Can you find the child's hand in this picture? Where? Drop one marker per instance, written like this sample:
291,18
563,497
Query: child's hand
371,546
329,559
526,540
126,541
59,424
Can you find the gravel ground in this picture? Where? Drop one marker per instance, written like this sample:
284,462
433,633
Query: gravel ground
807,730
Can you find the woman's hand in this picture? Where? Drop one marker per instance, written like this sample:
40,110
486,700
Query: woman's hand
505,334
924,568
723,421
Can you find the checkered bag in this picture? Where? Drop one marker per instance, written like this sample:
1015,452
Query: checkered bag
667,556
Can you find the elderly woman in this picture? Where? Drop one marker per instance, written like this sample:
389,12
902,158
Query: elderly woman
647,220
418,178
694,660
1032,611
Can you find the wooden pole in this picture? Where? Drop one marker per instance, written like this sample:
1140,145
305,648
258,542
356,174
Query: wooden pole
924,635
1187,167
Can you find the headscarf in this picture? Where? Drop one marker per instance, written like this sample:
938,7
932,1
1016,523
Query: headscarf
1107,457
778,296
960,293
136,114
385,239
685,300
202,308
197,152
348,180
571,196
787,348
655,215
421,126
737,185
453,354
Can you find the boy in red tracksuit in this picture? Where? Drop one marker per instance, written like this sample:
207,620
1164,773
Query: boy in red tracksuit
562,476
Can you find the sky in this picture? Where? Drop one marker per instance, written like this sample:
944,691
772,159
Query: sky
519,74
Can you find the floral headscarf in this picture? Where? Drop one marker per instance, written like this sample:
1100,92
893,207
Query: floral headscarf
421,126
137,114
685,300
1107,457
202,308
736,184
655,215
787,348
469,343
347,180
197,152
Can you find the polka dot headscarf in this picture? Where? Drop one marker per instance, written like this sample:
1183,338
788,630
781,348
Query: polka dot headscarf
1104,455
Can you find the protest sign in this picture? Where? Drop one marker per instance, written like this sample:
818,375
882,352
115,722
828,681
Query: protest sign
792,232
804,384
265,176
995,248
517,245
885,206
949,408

-----

*How to complete this task*
Which lines run from the one with "Can you find the headscarf" through the end of the listing above? Restate them word for word, with nothing else.

*Exercise output*
Can you find the headscarf in this picture? Where? Drop one marker per instance, written like this sample:
938,7
932,1
1016,523
Query: headscarf
1107,457
778,296
960,293
136,114
385,239
685,300
202,308
197,152
348,180
571,196
787,348
655,215
421,126
737,185
453,354
Can you find the boy in red tracksuit in this picture? Where? Drop one marker per instance, written like this sample:
207,620
1164,773
Query: boy in red tracksuit
562,476
Can you find the sky in this picture? Where? Drop one marker per instance, written like this sample:
944,691
772,159
Query: sky
519,74
Can you find the floral headscarf in this picture? Where? Drop one marker per instance, written like this sample:
1100,92
893,207
Query: floral headscarf
421,126
137,114
685,300
1107,457
202,308
736,184
655,215
787,348
469,343
347,180
197,152
Can you find the polka dot headscarf in this picture? Where? Drop one marker per instance, written like this sample:
1183,338
788,630
781,348
Query: polka dot headscarf
1104,455
Can you find the protest sign in this picture? Where? Drop one marker per instance, written like this sample:
818,375
882,352
115,722
828,681
Query: protest sign
792,232
804,384
265,176
995,248
517,245
885,206
949,408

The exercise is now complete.